▶ _DOCUMENT_
= = = = =

Ni les caduques accords de Libreville, ni les virtuels et grotesques accords de Ndjamena ou encore la déclaration forcée de Brazzaville n’ont ramené une once de résolutions de paix. Ils sont à l’image de ce que peut produire notre misérable et obligée classe politique déclassée. Contre la volonté de nos concitoyens, malgré la volonté résolument affichée de la communauté internationale pour trouver une solution idoine à la situation combien chaotique qui prévaut dans notre pays, fidèle au fonctionnement des m’gbèrès kodé, la cheffe de l’Etat de la transition a décidé toute seule, sans tenir compte du consensus réclamé par les différentes entités politiques du pays et de la société civile  pour imposer un premier ministre de son choix. L’espérance tant suscitée naguère par son élection a viré à la grande désillusion. Le caractère péremptoire, unilatéral, inopportun et injustifiable de cette décision au regard de la situation exceptionnelle qui prévaut vient fragiliser davantage le processus de transition.

 

Le Mouvement Citoyen Fini Kodé rappelle que les prérogatives d’un chef d’Etat de la transition dont la légitimité est tiré de la controverse et des intrigues des conseillers nationaux, ce, à un moment particulier de notre pays ne sauraient êtres les mêmes que celles d’un président de la république qui est élu au suffrage universel direct en temps de paix. Aussi, le Mouvement Citoyen Fini Kodé exprime son profond regret et condamne cette décision qui constitue une faute hautement politique et diplomatiquement préjudiciable, laquelle est de nature à diviser les centrafricains et à isoler de plus en plus notre pays.

 

Aussi, le Forum inclusif ou le dialogue inclusif tel qu’il est annoncé n’est pas approprié à la situation exceptionnelle qui prévaut dans notre pays car il revêt un caractère général, minimaliste, vague et commun. Il s’inscrit dans la logique de la bonne gouvernance, de  la normalité des choses qui perpétue des valeurs démocratiques et républicaines en période plutôt ordinaire, or, la situation est d’une gravité incomparable qui nécessite célébration, solennité et réparation pour en graver les moments forts dans le socle de la nation. Les futurs gouvernants auront tout le loisir d’organiser des forums et des dialogues à leur guise. Il ne fait pas de doute car c’est un outil de gouvernement qui doit être utilisé en permanence et à bon escient pour entretenir la cohésion nationale, débattre et faire participer les citoyens. Dès lors, il ne correspond plus à ce jour aux attentes des centrafricains. En lieu et place du forum inclusif pour la réconciliation nationale qui est préconisé par le gouvernement de la transition, le Mouvement Citoyen Fini Kodé propose l’organisation des Assises Nationales Souveraines pour la réconciliation et le vivre ensemble qui seraient assorties obligatoirement de la mise en place d’un tribunal transitionnel ad-hoc. Voilà, ce à quoi nos concitoyens aspirent.

= = = = =

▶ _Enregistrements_
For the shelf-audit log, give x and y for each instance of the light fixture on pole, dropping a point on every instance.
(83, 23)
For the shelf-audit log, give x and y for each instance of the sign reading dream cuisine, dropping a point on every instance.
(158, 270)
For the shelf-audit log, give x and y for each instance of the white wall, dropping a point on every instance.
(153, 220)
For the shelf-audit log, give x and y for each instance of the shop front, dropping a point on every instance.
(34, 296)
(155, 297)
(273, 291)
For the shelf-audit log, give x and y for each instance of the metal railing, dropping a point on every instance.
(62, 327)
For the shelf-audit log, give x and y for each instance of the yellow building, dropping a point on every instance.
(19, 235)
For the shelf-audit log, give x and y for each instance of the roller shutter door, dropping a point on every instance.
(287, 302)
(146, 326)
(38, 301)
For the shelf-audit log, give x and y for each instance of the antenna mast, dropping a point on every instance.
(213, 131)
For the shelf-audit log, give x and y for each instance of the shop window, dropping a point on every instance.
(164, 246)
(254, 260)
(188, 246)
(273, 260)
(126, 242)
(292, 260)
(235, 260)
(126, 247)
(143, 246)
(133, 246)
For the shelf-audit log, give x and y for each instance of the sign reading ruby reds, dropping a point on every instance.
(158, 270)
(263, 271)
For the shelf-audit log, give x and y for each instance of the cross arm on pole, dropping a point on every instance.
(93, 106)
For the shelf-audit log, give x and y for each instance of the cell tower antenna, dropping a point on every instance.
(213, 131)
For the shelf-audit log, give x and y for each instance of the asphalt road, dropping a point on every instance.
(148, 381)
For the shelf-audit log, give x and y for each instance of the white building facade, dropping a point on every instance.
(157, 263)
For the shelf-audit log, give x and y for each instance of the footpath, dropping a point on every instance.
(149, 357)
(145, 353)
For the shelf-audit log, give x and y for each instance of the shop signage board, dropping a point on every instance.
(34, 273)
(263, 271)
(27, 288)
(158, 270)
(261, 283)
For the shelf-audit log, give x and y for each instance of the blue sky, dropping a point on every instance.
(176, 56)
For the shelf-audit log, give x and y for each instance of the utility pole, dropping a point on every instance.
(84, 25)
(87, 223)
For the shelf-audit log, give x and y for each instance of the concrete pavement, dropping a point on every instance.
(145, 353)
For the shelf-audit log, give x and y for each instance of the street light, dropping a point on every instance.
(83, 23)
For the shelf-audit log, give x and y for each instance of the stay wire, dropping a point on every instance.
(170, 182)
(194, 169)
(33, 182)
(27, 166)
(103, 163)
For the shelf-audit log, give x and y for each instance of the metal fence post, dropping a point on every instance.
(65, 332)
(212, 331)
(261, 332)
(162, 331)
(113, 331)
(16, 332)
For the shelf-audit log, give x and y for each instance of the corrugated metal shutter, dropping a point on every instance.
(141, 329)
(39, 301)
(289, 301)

= = = = =

Recopiez, s'il vous plaît, le passage du texte sur la transition centrafricaine depuis « Le Mouvement Citoyen Fini Kodé rappelle » jusqu'à « plus notre pays. » inclus. Les items proviennent d'une autre source.

▶ _RÉSULTAT_
Le Mouvement Citoyen Fini Kodé rappelle que les prérogatives d’un chef d’Etat de la transition dont la légitimité est tiré de la controverse et des intrigues des conseillers nationaux, ce, à un moment particulier de notre pays ne sauraient êtres les mêmes que celles d’un président de la république qui est élu au suffrage universel direct en temps de paix. Aussi, le Mouvement Citoyen Fini Kodé exprime son profond regret et condamne cette décision qui constitue une faute hautement politique et diplomatiquement préjudiciable, laquelle est de nature à diviser les centrafricains et à isoler de plus en plus notre pays.